- **ITEMS**:
************
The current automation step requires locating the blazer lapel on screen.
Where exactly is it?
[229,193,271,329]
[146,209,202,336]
************
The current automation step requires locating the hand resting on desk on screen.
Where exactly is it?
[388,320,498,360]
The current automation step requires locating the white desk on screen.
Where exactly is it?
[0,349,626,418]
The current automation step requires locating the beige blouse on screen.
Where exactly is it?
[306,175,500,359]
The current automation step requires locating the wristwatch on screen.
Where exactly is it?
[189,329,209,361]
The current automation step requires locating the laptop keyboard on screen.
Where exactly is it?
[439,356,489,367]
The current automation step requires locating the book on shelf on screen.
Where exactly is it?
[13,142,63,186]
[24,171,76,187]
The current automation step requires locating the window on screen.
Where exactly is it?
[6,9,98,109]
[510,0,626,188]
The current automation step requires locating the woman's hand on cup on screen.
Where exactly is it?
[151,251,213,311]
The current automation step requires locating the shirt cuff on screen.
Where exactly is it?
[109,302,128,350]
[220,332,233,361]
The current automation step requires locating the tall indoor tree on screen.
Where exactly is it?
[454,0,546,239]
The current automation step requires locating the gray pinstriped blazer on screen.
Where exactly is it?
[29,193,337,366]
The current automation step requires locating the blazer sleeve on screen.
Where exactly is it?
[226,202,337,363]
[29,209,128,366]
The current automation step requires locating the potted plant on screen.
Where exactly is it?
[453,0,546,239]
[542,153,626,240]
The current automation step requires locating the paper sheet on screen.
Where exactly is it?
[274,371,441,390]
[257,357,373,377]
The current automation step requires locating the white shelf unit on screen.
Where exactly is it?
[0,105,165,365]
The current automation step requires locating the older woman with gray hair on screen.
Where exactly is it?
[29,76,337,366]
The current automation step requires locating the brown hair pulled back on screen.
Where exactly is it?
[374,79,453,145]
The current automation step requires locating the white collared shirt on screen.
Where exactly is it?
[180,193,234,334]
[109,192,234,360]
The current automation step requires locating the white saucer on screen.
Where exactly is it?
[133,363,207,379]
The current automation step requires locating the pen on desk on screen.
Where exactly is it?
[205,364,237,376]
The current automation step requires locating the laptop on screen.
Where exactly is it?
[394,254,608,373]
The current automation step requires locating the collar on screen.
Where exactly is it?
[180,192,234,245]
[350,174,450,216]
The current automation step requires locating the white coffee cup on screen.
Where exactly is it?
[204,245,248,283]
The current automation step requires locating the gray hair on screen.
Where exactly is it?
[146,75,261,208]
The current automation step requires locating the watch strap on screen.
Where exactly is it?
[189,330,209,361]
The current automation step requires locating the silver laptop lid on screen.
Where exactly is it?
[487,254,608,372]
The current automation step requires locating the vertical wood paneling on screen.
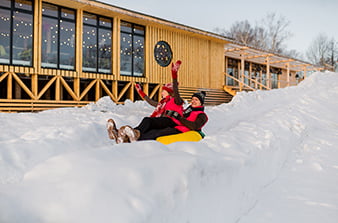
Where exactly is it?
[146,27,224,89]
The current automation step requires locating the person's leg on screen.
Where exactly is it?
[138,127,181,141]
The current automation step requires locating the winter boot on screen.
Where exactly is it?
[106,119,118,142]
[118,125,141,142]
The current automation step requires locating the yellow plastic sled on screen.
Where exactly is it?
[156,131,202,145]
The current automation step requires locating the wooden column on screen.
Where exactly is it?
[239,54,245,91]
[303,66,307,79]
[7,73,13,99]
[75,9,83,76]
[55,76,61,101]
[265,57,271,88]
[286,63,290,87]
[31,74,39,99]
************
Return every line of the records that contains the word "shirt". Matching is case-sensitive.

The current automation step requires locating the shirt cuff on screen.
The current automation step requires locating the white collared shirt on screen.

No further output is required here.